DATA SHOWN:
## begin

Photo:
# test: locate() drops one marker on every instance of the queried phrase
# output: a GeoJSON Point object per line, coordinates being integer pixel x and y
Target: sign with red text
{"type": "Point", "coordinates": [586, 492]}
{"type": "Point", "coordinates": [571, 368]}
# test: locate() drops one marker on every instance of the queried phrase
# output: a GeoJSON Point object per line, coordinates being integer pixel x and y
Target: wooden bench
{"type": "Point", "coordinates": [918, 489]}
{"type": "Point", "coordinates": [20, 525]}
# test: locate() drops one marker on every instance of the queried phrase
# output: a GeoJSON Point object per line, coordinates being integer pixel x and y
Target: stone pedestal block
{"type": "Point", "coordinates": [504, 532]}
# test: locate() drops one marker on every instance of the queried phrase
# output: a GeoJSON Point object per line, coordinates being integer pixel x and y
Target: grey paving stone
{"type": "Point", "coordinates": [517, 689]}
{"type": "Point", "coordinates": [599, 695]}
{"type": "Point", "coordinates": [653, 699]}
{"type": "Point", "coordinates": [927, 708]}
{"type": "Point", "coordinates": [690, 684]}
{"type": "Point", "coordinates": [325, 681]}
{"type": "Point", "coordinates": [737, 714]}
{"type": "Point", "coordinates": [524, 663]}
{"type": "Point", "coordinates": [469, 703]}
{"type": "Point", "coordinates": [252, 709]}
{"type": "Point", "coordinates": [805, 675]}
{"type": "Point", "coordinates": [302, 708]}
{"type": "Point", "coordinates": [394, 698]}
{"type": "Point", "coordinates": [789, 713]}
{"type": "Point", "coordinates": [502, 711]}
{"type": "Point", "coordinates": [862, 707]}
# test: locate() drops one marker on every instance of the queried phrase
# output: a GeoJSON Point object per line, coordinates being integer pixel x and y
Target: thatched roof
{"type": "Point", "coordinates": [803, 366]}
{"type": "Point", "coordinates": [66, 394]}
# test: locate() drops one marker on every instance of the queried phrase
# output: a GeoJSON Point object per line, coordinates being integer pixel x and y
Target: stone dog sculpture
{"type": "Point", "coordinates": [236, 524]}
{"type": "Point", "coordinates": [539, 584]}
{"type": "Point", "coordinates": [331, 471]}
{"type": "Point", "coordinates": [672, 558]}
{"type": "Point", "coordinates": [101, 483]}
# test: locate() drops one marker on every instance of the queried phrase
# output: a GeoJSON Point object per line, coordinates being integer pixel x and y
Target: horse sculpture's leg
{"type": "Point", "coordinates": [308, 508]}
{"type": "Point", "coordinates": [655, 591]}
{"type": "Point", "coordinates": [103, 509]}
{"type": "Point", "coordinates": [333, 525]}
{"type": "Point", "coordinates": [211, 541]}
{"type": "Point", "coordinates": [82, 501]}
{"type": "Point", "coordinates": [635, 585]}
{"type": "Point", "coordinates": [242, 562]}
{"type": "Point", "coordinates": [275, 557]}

## end

PROBLEM STATEMENT:
Restate every line of the data word for word.

RESPONSE FOR THIS EXERCISE:
Photo:
# test: locate() drops one marker on every instance of the queried phrase
# output: a GeoJSON Point object per line, coordinates being integer pixel x and y
Target: sign with red text
{"type": "Point", "coordinates": [586, 492]}
{"type": "Point", "coordinates": [571, 368]}
# test: locate() drops one marker on every instance of the queried phrase
# output: a GeoJSON Point object per line, coordinates being integer pixel x and y
Target: wooden bench
{"type": "Point", "coordinates": [918, 489]}
{"type": "Point", "coordinates": [20, 525]}
# test: locate() drops one marker on every instance of the queried phrase
# output: a GeoJSON Point object per line, coordinates being integer pixel x and y
Target: stone pedestal block
{"type": "Point", "coordinates": [504, 532]}
# test: locate() drops one marker on every instance of the queried phrase
# output: a GeoJSON Point object per line, coordinates being integer pixel x and y
Target: grey paving stone
{"type": "Point", "coordinates": [517, 689]}
{"type": "Point", "coordinates": [599, 695]}
{"type": "Point", "coordinates": [653, 699]}
{"type": "Point", "coordinates": [927, 708]}
{"type": "Point", "coordinates": [690, 684]}
{"type": "Point", "coordinates": [325, 681]}
{"type": "Point", "coordinates": [737, 714]}
{"type": "Point", "coordinates": [524, 663]}
{"type": "Point", "coordinates": [469, 703]}
{"type": "Point", "coordinates": [252, 709]}
{"type": "Point", "coordinates": [805, 675]}
{"type": "Point", "coordinates": [302, 708]}
{"type": "Point", "coordinates": [394, 698]}
{"type": "Point", "coordinates": [789, 713]}
{"type": "Point", "coordinates": [502, 711]}
{"type": "Point", "coordinates": [862, 707]}
# test: locate() drops one marker on every instance of the queried phrase
# output: a GeoJSON Point object per line, coordinates being integer pixel x and y
Target: thatched roof
{"type": "Point", "coordinates": [803, 366]}
{"type": "Point", "coordinates": [66, 394]}
# test: locate() drops one marker on every instance of the queried phrase
# output: a GeoJSON Point object per line, coordinates being integer pixel x and y
Target: stone dog sculpture
{"type": "Point", "coordinates": [236, 524]}
{"type": "Point", "coordinates": [539, 584]}
{"type": "Point", "coordinates": [331, 471]}
{"type": "Point", "coordinates": [672, 558]}
{"type": "Point", "coordinates": [101, 483]}
# test: locate() drops one marker on every instance of the queried phrase
# output: a GeoJSON Point object per line, coordinates being integer pixel x and y
Target: horse sculpture's leg
{"type": "Point", "coordinates": [308, 508]}
{"type": "Point", "coordinates": [655, 591]}
{"type": "Point", "coordinates": [103, 509]}
{"type": "Point", "coordinates": [333, 525]}
{"type": "Point", "coordinates": [211, 541]}
{"type": "Point", "coordinates": [82, 501]}
{"type": "Point", "coordinates": [635, 585]}
{"type": "Point", "coordinates": [242, 562]}
{"type": "Point", "coordinates": [275, 557]}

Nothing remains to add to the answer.